_REQUIRED TASK_: Reproduce the data below with every occurrence of "pixel coordinates" changed to "image coordinates", leaving all other text unchanged.

_SUPPLIED MATERIAL_:
--- Start ---

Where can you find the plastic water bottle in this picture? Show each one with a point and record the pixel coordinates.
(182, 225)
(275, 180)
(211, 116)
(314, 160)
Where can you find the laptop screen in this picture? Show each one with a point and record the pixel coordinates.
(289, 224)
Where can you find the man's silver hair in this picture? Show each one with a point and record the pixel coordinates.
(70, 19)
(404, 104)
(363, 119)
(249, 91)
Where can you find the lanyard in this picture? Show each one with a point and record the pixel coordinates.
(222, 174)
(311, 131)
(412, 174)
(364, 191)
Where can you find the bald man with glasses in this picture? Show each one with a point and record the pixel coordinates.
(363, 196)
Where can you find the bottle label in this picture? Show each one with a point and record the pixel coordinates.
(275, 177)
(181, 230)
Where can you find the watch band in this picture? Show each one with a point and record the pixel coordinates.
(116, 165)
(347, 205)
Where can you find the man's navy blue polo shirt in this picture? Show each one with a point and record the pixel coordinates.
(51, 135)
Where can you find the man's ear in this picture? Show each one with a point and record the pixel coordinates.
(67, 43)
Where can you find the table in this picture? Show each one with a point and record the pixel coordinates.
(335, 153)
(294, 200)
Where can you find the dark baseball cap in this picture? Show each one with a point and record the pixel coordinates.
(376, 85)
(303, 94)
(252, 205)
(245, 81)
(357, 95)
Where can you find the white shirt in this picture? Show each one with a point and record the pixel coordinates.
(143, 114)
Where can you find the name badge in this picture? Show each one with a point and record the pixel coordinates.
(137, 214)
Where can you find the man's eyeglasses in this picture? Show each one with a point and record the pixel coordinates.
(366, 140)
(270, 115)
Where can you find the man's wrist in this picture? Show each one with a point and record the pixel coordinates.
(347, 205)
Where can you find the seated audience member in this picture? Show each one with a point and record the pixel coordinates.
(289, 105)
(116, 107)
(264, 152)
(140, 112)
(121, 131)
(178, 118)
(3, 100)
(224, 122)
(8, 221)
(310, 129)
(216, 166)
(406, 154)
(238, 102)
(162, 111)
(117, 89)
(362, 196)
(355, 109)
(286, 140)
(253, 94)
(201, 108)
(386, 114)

--- End ---

_WRITTEN REPLY_:
Where can you find the plastic water bottle in this picture? Show each one with a point and record the image coordinates.
(182, 225)
(275, 180)
(211, 116)
(314, 160)
Where can you find the laptop screen in this picture? Show each one with a point and record the image coordinates.
(289, 224)
Where can you find the man's silver hair in this picture? Show each one with a point and record the image coordinates.
(70, 19)
(404, 104)
(363, 119)
(249, 91)
Where can you find the lanyard in this picture? Show each one with a point and record the image coordinates.
(222, 174)
(311, 131)
(412, 174)
(364, 191)
Where can you find the bald man with glasses in this picture? Show each one with a point and record the image coordinates.
(363, 196)
Where can you find the bottle label in this picture? Show each one with a point and record the image coordinates.
(275, 177)
(181, 230)
Where can you find the watch band in this picture? Show each one with a point and record the image coordinates.
(116, 165)
(347, 205)
Where can you find the man's navy blue polo shirt in this picture? Show each one with a point and record the image coordinates.
(51, 135)
Where can you find the man's ear in this picture? Show each one with a point and record the image coordinates.
(67, 43)
Where can you find the table in this picture? Show each one with a point and record the image coordinates.
(335, 153)
(294, 200)
Where can you find the dark baseball cap in this picture? Show each one with a point and record the image coordinates.
(376, 85)
(303, 94)
(252, 205)
(245, 81)
(357, 95)
Where can you find the white shirt in this picture? Show each one with a point and record the image coordinates.
(143, 114)
Where can you find the name badge in this picture? Show each one with a point and record the image coordinates.
(137, 214)
Where can you find the man's eyeglasses in this picture? Show each one with a point and record the image coordinates.
(366, 140)
(270, 115)
Where can you find the man's wrist in this picture? Show each one with a point and record the image coordinates.
(347, 205)
Where can you find the seated audience member in this picture? Show each one with a point and record the image coordinates.
(289, 105)
(116, 107)
(264, 152)
(140, 112)
(121, 131)
(178, 118)
(3, 100)
(224, 122)
(8, 221)
(310, 129)
(216, 166)
(406, 154)
(238, 102)
(162, 111)
(117, 89)
(362, 196)
(355, 109)
(286, 140)
(253, 94)
(201, 108)
(386, 114)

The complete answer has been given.